(What you should do) Take every line from the listing below that contains "with".

╭─ Data supplied

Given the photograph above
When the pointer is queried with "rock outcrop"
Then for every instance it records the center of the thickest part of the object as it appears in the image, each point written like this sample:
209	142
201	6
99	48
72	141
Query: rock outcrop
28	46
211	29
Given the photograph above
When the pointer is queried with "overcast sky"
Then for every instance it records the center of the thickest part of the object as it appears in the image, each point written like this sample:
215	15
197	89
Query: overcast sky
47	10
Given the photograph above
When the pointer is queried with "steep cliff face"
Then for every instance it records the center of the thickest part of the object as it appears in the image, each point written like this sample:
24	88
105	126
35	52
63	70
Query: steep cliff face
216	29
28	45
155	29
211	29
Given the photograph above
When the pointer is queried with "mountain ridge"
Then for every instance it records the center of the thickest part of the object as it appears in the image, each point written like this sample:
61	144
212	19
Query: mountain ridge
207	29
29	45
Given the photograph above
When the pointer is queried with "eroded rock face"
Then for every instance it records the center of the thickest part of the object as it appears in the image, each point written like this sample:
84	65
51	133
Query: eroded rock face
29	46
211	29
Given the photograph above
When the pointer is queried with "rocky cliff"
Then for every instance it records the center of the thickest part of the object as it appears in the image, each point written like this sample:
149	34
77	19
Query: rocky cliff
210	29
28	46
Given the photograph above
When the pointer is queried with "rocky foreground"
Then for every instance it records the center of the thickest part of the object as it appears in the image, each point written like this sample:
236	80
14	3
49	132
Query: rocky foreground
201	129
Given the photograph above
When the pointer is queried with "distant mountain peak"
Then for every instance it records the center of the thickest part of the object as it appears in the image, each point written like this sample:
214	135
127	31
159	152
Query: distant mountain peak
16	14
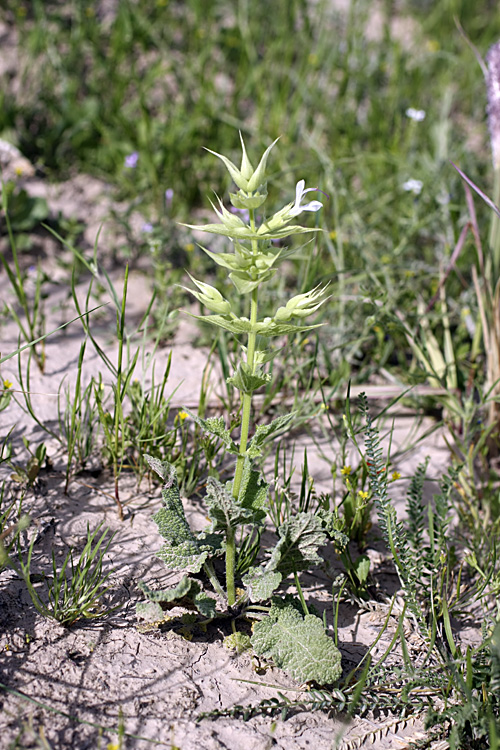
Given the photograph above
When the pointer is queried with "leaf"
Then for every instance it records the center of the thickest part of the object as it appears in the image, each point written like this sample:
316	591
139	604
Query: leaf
264	431
215	426
362	568
261	584
187	592
297	548
297	644
149	611
185	586
223	510
253	492
205	604
182	550
330	522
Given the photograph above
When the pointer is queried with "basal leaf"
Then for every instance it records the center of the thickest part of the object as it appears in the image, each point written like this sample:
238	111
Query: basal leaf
261	584
149	611
188	555
263	431
187	592
297	548
297	644
223	510
215	426
182	550
205	604
185	587
253	492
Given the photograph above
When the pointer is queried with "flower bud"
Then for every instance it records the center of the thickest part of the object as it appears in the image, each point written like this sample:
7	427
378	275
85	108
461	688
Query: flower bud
210	297
301	305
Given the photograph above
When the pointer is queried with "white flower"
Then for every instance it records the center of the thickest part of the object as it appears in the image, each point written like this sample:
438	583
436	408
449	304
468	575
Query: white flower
413	186
415	114
299	194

╰─

(Answer box)
When the pointer is queried with "rock outcrop"
When the pointer is queried with "overcast sky"
When the pointer is queried with "steep cliff face"
When the pointer is queried with "mountain ridge"
When the pointer is queried with "eroded rock face"
When the pointer is queried with "rocky cliff"
When the pointer is queried with "rocky foreground"
When the pointer is queried with "distant mountain peak"
When the pointer is queried with "leaf"
When the pointer is queried with "basal leaf"
When the pointer is queried with "flower bud"
When the pointer is queried with "white flower"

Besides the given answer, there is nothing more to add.